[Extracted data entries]
--- START ---

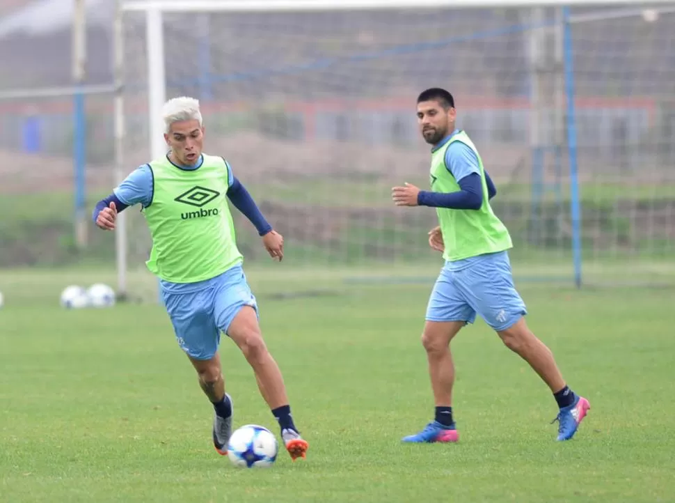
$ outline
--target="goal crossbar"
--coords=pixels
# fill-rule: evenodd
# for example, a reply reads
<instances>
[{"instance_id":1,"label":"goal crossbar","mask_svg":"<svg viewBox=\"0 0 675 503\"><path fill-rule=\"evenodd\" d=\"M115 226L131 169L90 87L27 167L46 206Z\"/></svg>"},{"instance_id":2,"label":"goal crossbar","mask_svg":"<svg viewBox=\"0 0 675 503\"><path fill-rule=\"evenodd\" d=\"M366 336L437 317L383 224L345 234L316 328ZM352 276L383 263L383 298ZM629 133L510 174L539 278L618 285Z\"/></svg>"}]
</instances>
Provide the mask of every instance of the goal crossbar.
<instances>
[{"instance_id":1,"label":"goal crossbar","mask_svg":"<svg viewBox=\"0 0 675 503\"><path fill-rule=\"evenodd\" d=\"M125 11L255 12L354 10L404 8L541 7L545 6L613 6L635 4L635 0L127 0ZM656 6L675 6L673 0L655 0Z\"/></svg>"}]
</instances>

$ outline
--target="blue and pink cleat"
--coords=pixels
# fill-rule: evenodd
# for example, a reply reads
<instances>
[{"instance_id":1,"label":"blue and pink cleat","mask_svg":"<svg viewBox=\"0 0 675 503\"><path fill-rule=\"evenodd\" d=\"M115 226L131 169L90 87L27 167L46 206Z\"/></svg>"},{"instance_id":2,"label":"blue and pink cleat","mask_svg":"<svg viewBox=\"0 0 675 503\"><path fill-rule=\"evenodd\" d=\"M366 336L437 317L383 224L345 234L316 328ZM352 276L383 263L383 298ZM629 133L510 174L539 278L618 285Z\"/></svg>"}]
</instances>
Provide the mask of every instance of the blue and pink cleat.
<instances>
[{"instance_id":1,"label":"blue and pink cleat","mask_svg":"<svg viewBox=\"0 0 675 503\"><path fill-rule=\"evenodd\" d=\"M419 433L408 435L403 438L404 442L416 443L456 442L459 440L459 433L455 429L454 424L446 426L437 421L432 421Z\"/></svg>"},{"instance_id":2,"label":"blue and pink cleat","mask_svg":"<svg viewBox=\"0 0 675 503\"><path fill-rule=\"evenodd\" d=\"M588 400L583 396L577 396L574 403L569 407L560 409L557 417L553 421L555 423L557 421L559 423L557 440L562 441L572 438L590 408L591 404ZM454 424L452 426L445 426L437 421L432 421L419 433L403 438L403 441L406 442L427 444L436 442L457 442L459 440L459 433L455 428Z\"/></svg>"},{"instance_id":3,"label":"blue and pink cleat","mask_svg":"<svg viewBox=\"0 0 675 503\"><path fill-rule=\"evenodd\" d=\"M560 409L558 415L551 424L558 421L557 440L569 440L577 432L579 425L584 420L586 414L591 408L591 404L583 396L577 396L574 403L569 407Z\"/></svg>"}]
</instances>

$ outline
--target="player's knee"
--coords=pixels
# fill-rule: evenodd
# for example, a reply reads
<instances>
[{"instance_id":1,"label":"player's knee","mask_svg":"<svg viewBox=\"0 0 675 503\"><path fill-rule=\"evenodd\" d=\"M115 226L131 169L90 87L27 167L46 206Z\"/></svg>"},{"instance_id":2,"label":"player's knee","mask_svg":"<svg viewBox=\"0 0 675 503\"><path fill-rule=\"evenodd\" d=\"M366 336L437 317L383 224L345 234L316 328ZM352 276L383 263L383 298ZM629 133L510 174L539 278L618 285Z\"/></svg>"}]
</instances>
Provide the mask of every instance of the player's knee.
<instances>
[{"instance_id":1,"label":"player's knee","mask_svg":"<svg viewBox=\"0 0 675 503\"><path fill-rule=\"evenodd\" d=\"M197 371L199 380L207 385L214 385L221 378L221 369L217 365L209 365Z\"/></svg>"},{"instance_id":2,"label":"player's knee","mask_svg":"<svg viewBox=\"0 0 675 503\"><path fill-rule=\"evenodd\" d=\"M253 365L262 361L267 355L267 346L260 332L251 331L241 338L239 348L244 357Z\"/></svg>"},{"instance_id":3,"label":"player's knee","mask_svg":"<svg viewBox=\"0 0 675 503\"><path fill-rule=\"evenodd\" d=\"M502 341L507 348L514 353L519 353L523 348L523 338L512 332L502 332L500 334Z\"/></svg>"},{"instance_id":4,"label":"player's knee","mask_svg":"<svg viewBox=\"0 0 675 503\"><path fill-rule=\"evenodd\" d=\"M422 346L430 355L438 355L447 350L447 344L444 343L443 338L435 336L429 330L422 333Z\"/></svg>"},{"instance_id":5,"label":"player's knee","mask_svg":"<svg viewBox=\"0 0 675 503\"><path fill-rule=\"evenodd\" d=\"M501 330L498 334L504 345L511 351L518 353L528 346L532 339L534 337L534 334L530 331L525 323L521 323L521 320L509 328Z\"/></svg>"}]
</instances>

--- END ---

◆ What you need to do:
Leaving all pictures aside, quote each record exactly.

◆ Correct result:
$ outline
--target="goal crossbar"
--coords=pixels
# fill-rule: evenodd
# for example, a reply reads
<instances>
[{"instance_id":1,"label":"goal crossbar","mask_svg":"<svg viewBox=\"0 0 675 503\"><path fill-rule=\"evenodd\" d=\"M115 226L131 169L90 87L27 167L46 206Z\"/></svg>"},{"instance_id":2,"label":"goal crossbar","mask_svg":"<svg viewBox=\"0 0 675 503\"><path fill-rule=\"evenodd\" d=\"M366 336L437 317L383 224L345 234L316 328ZM352 276L383 263L383 298ZM629 133L510 174L539 278L618 285Z\"/></svg>"}]
</instances>
Provide the mask of every instance of the goal crossbar.
<instances>
[{"instance_id":1,"label":"goal crossbar","mask_svg":"<svg viewBox=\"0 0 675 503\"><path fill-rule=\"evenodd\" d=\"M125 11L255 12L354 10L404 8L541 7L545 6L613 6L635 4L635 0L127 0ZM656 6L675 6L673 0L655 0Z\"/></svg>"}]
</instances>

$ outline
--target="blue and pink cleat"
--coords=pixels
# fill-rule: evenodd
# for example, a reply reads
<instances>
[{"instance_id":1,"label":"blue and pink cleat","mask_svg":"<svg viewBox=\"0 0 675 503\"><path fill-rule=\"evenodd\" d=\"M115 226L131 169L90 87L27 167L46 206Z\"/></svg>"},{"instance_id":2,"label":"blue and pink cleat","mask_svg":"<svg viewBox=\"0 0 675 503\"><path fill-rule=\"evenodd\" d=\"M366 336L437 317L383 224L345 234L316 328ZM352 276L383 263L383 298ZM629 133L510 174L539 278L618 285Z\"/></svg>"}]
</instances>
Provide the mask of every instance of the blue and pink cleat.
<instances>
[{"instance_id":1,"label":"blue and pink cleat","mask_svg":"<svg viewBox=\"0 0 675 503\"><path fill-rule=\"evenodd\" d=\"M419 433L408 435L403 438L404 442L416 443L456 442L459 440L459 433L455 429L454 424L446 426L437 421L432 421Z\"/></svg>"},{"instance_id":2,"label":"blue and pink cleat","mask_svg":"<svg viewBox=\"0 0 675 503\"><path fill-rule=\"evenodd\" d=\"M588 400L583 396L577 396L574 403L569 407L560 409L557 417L553 421L555 423L557 421L559 423L557 440L562 441L572 438L590 408L591 404ZM454 424L452 426L445 426L437 421L432 421L419 433L403 438L403 441L406 442L427 444L436 442L457 442L459 440L459 433L455 428Z\"/></svg>"},{"instance_id":3,"label":"blue and pink cleat","mask_svg":"<svg viewBox=\"0 0 675 503\"><path fill-rule=\"evenodd\" d=\"M560 409L558 415L551 424L558 421L557 440L569 440L577 432L579 425L584 420L586 414L591 408L591 404L583 396L577 396L574 403L569 407Z\"/></svg>"}]
</instances>

$ outline
--target="player's knee"
--coords=pixels
# fill-rule: evenodd
# for example, a reply reads
<instances>
[{"instance_id":1,"label":"player's knee","mask_svg":"<svg viewBox=\"0 0 675 503\"><path fill-rule=\"evenodd\" d=\"M115 226L131 169L90 87L27 167L46 206Z\"/></svg>"},{"instance_id":2,"label":"player's knee","mask_svg":"<svg viewBox=\"0 0 675 503\"><path fill-rule=\"evenodd\" d=\"M366 336L437 317L383 224L345 234L316 328ZM352 276L383 263L383 298ZM629 133L510 174L539 278L618 285Z\"/></svg>"}]
</instances>
Provide the mask of every instance of the player's knee.
<instances>
[{"instance_id":1,"label":"player's knee","mask_svg":"<svg viewBox=\"0 0 675 503\"><path fill-rule=\"evenodd\" d=\"M197 371L199 380L207 385L214 385L221 378L221 369L217 365L209 365Z\"/></svg>"},{"instance_id":2,"label":"player's knee","mask_svg":"<svg viewBox=\"0 0 675 503\"><path fill-rule=\"evenodd\" d=\"M253 365L262 361L267 355L267 346L260 332L251 331L241 338L239 348L244 357Z\"/></svg>"},{"instance_id":3,"label":"player's knee","mask_svg":"<svg viewBox=\"0 0 675 503\"><path fill-rule=\"evenodd\" d=\"M502 341L507 348L514 353L519 353L523 348L523 338L512 332L502 332L500 334Z\"/></svg>"},{"instance_id":4,"label":"player's knee","mask_svg":"<svg viewBox=\"0 0 675 503\"><path fill-rule=\"evenodd\" d=\"M422 346L430 355L438 355L447 350L447 344L444 343L443 338L435 336L429 330L422 333Z\"/></svg>"},{"instance_id":5,"label":"player's knee","mask_svg":"<svg viewBox=\"0 0 675 503\"><path fill-rule=\"evenodd\" d=\"M501 330L498 334L504 345L511 351L518 353L528 346L532 339L534 337L534 334L530 331L525 323L521 323L521 320L509 328Z\"/></svg>"}]
</instances>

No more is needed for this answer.